Listed entries
<<<<
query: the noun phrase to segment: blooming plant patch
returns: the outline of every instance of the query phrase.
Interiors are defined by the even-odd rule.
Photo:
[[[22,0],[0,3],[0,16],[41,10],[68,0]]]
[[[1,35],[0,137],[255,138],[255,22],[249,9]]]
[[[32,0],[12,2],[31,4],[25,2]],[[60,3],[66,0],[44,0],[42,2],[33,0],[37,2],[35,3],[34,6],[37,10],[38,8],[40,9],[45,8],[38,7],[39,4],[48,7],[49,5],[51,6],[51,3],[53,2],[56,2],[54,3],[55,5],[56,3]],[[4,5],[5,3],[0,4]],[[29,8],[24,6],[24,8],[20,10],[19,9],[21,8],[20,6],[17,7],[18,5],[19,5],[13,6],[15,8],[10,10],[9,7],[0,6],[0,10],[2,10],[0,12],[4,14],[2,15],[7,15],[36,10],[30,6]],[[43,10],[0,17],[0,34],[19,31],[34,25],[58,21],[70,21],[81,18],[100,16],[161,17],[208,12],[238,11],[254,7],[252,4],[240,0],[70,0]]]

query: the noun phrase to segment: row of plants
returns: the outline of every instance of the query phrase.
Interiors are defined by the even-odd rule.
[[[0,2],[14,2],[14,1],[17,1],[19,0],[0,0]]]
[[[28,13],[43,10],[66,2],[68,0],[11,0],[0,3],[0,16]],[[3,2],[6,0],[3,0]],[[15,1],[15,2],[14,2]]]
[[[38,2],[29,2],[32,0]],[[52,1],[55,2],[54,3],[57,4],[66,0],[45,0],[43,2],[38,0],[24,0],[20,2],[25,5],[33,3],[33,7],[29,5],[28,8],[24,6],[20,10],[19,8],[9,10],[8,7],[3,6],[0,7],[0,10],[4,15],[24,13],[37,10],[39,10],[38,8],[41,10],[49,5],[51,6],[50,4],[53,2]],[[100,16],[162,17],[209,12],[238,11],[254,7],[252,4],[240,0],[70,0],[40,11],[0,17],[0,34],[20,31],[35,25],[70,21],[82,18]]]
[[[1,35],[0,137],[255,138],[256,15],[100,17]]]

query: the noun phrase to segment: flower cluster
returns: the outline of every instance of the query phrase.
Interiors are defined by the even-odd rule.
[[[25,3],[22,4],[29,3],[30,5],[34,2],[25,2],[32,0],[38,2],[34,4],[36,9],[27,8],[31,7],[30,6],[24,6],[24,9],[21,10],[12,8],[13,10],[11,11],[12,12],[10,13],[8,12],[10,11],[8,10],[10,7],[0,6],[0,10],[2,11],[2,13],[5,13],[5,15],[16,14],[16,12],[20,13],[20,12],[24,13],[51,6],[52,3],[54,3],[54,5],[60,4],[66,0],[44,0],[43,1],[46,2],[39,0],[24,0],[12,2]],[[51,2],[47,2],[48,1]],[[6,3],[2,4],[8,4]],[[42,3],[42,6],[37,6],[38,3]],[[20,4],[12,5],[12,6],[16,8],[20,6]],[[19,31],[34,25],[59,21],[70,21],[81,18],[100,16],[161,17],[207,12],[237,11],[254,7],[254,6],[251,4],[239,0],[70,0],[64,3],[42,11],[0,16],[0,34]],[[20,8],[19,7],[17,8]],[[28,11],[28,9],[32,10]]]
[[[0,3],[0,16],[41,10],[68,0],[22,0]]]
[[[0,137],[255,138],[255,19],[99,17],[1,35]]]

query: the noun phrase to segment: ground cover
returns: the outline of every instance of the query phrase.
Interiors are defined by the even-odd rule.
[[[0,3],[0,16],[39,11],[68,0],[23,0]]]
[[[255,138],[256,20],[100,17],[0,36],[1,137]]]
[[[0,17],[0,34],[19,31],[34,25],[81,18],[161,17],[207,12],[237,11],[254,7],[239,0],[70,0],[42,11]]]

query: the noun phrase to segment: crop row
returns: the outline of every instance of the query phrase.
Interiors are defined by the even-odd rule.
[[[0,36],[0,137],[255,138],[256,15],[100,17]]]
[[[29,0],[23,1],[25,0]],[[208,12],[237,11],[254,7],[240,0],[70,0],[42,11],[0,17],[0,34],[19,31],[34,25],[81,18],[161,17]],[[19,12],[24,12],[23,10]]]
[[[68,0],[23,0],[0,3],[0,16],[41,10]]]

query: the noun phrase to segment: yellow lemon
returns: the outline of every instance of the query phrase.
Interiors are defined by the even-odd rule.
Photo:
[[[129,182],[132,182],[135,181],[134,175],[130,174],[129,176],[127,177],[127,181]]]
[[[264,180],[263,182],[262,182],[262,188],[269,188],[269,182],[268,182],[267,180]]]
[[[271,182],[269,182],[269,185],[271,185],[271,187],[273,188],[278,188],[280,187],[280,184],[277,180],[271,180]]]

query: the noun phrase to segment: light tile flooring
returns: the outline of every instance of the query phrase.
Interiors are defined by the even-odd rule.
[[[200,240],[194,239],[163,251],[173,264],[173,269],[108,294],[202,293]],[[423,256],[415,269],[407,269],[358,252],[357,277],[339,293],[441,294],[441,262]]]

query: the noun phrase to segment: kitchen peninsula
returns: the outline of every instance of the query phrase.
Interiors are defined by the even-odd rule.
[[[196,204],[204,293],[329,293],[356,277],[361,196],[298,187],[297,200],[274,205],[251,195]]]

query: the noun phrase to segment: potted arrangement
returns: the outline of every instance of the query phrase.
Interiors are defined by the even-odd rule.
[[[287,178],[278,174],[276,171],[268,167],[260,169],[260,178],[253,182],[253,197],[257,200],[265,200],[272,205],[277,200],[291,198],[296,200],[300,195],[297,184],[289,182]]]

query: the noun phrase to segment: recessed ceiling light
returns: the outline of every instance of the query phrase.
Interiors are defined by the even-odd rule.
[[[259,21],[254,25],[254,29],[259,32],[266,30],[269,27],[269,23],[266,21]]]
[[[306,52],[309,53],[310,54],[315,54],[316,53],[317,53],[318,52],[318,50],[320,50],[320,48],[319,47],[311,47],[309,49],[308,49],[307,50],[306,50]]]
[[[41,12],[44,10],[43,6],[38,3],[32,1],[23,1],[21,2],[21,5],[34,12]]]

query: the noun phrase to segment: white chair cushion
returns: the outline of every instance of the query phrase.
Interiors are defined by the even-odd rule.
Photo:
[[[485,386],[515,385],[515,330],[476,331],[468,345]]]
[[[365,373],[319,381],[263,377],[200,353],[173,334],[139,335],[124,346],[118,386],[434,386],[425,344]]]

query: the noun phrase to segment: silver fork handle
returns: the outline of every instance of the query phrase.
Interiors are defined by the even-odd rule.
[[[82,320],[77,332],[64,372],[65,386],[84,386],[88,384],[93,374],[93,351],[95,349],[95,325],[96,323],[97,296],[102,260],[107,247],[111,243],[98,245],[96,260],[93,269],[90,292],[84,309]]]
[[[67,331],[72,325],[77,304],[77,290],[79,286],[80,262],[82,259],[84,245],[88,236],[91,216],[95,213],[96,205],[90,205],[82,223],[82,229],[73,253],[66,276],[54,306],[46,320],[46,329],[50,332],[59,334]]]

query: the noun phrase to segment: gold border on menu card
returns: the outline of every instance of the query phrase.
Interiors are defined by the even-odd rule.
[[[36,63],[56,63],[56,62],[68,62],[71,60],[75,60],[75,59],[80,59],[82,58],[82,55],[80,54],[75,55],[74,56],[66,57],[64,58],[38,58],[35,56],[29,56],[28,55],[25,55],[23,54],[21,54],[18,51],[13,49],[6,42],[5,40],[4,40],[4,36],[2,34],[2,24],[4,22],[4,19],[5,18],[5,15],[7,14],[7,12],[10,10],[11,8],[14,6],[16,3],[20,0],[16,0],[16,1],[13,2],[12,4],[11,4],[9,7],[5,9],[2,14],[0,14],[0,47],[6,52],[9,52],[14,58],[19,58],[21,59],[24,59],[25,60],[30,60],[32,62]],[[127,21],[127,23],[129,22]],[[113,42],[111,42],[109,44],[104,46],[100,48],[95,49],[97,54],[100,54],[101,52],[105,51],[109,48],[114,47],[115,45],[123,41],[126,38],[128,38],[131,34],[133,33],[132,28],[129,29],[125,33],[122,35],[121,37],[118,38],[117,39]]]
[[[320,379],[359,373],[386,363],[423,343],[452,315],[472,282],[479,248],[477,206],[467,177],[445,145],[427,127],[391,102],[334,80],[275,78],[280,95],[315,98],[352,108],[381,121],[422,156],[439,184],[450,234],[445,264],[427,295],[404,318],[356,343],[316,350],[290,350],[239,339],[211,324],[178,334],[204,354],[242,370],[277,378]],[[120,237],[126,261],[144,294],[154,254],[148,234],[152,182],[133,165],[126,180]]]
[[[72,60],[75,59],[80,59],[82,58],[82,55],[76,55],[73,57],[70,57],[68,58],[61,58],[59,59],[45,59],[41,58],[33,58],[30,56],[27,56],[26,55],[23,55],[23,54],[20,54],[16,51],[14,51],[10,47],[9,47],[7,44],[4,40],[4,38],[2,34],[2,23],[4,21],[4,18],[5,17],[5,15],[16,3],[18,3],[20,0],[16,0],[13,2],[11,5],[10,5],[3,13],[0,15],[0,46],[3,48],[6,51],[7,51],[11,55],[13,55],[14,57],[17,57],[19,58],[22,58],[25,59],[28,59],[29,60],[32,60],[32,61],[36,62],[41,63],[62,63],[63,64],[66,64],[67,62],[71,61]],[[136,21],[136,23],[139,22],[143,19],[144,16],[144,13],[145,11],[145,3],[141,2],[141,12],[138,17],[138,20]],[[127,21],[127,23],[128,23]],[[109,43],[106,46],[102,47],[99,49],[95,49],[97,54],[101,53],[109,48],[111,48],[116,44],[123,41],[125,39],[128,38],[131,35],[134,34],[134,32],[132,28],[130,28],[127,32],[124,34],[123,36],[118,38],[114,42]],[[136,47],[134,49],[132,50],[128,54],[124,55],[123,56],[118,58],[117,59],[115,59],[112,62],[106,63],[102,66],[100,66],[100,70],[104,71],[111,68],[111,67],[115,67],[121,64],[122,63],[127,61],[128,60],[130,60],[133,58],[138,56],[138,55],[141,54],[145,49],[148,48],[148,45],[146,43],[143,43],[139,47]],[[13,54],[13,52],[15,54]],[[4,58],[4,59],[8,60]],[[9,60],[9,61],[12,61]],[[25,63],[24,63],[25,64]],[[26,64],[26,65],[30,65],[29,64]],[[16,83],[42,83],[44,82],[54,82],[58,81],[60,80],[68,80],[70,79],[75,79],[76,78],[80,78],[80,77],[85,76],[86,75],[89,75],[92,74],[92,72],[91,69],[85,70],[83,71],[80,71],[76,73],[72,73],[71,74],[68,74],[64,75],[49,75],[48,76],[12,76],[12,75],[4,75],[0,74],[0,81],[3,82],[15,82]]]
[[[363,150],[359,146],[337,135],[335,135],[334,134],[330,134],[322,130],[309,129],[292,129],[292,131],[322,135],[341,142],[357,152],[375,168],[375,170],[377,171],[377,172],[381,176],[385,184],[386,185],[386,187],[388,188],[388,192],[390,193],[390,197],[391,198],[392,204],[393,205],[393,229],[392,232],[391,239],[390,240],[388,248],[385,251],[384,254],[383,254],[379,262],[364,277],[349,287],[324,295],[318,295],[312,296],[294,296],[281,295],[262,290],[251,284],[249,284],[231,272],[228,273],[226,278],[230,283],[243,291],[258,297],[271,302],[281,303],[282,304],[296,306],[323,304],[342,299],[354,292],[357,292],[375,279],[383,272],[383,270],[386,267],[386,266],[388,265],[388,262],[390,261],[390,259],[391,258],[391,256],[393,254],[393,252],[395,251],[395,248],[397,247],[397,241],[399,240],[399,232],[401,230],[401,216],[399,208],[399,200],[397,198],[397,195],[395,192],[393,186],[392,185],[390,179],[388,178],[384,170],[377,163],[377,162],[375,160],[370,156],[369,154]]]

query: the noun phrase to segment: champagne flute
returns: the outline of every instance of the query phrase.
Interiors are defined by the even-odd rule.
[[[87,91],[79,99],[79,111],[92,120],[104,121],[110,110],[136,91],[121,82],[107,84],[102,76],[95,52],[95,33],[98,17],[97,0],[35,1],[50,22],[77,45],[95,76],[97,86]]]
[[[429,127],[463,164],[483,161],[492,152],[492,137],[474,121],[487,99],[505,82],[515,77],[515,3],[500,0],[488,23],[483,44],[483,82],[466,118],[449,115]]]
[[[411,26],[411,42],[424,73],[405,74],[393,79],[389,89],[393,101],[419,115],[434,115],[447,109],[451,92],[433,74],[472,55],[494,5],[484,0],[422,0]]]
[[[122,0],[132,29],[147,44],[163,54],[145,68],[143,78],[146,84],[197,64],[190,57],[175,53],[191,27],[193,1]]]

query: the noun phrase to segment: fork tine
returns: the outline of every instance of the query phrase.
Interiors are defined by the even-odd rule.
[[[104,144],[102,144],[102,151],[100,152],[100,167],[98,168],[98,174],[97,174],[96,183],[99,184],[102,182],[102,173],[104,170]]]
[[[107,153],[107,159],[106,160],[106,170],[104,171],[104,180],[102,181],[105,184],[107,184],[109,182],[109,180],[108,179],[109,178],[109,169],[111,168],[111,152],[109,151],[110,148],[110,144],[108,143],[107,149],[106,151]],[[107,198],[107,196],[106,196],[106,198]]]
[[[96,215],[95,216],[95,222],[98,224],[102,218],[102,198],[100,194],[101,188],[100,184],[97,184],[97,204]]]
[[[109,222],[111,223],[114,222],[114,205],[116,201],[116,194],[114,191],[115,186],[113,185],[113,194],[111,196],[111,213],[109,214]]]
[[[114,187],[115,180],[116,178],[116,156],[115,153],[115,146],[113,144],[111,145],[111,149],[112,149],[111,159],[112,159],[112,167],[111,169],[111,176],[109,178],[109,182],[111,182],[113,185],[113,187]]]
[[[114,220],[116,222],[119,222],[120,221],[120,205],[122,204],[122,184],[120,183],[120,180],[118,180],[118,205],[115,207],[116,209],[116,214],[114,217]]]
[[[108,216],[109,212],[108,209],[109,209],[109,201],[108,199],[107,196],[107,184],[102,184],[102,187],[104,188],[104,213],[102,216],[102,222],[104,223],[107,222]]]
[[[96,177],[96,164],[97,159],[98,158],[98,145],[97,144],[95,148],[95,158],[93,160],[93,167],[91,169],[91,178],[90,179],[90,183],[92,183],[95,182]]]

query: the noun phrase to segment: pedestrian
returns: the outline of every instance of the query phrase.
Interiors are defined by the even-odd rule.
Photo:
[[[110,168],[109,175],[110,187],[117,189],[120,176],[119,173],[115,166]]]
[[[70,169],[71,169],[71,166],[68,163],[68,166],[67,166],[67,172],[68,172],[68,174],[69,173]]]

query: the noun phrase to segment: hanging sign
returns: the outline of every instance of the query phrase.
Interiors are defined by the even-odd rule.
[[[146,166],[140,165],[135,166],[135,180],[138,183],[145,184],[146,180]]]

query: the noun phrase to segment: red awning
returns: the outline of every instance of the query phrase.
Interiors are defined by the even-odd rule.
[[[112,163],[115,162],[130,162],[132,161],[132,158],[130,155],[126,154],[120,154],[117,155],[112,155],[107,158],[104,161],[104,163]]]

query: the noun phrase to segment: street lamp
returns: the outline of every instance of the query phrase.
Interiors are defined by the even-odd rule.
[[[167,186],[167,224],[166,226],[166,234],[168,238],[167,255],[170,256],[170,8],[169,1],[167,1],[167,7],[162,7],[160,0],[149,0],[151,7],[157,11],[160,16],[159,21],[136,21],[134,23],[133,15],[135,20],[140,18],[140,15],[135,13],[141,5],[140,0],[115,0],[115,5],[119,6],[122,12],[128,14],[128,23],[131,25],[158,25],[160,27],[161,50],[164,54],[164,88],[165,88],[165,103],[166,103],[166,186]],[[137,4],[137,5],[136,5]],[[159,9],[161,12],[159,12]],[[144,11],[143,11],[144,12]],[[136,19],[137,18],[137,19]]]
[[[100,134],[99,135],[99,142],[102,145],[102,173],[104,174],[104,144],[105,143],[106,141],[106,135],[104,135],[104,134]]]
>>>>
Exercise description
Copy the listing word for word, starting at the line that has "query: the noun phrase to segment: flower" and stopping after the line that has "[[[0,3],[0,16],[41,10],[68,0],[22,0]]]".

Answer to this exercise
query: the noun phrase to segment: flower cluster
returns: the outline of every instance of the query phrase.
Interiors are defined by the even-odd rule.
[[[25,3],[22,4],[29,3],[30,5],[34,2],[25,2],[32,0],[38,2],[34,4],[36,9],[27,8],[31,7],[30,6],[24,6],[24,9],[21,10],[12,8],[13,10],[11,11],[12,12],[10,13],[8,12],[10,11],[8,10],[10,7],[0,6],[0,10],[2,11],[2,13],[5,13],[5,15],[16,14],[16,12],[20,13],[20,12],[24,13],[51,6],[52,3],[54,3],[54,5],[60,4],[66,0],[44,0],[43,1],[46,2],[39,0],[24,0],[12,2]],[[51,2],[47,2],[48,1]],[[6,3],[2,4],[8,4]],[[42,3],[42,6],[37,6],[38,3]],[[20,4],[12,5],[12,6],[16,8],[20,6]],[[19,31],[34,25],[59,21],[70,21],[81,18],[100,16],[161,17],[207,12],[237,11],[254,7],[254,6],[251,4],[239,0],[70,0],[64,3],[42,11],[0,16],[0,34]],[[20,8],[19,7],[17,8]],[[28,11],[28,9],[32,10]]]
[[[0,3],[0,16],[41,10],[68,0],[22,0]]]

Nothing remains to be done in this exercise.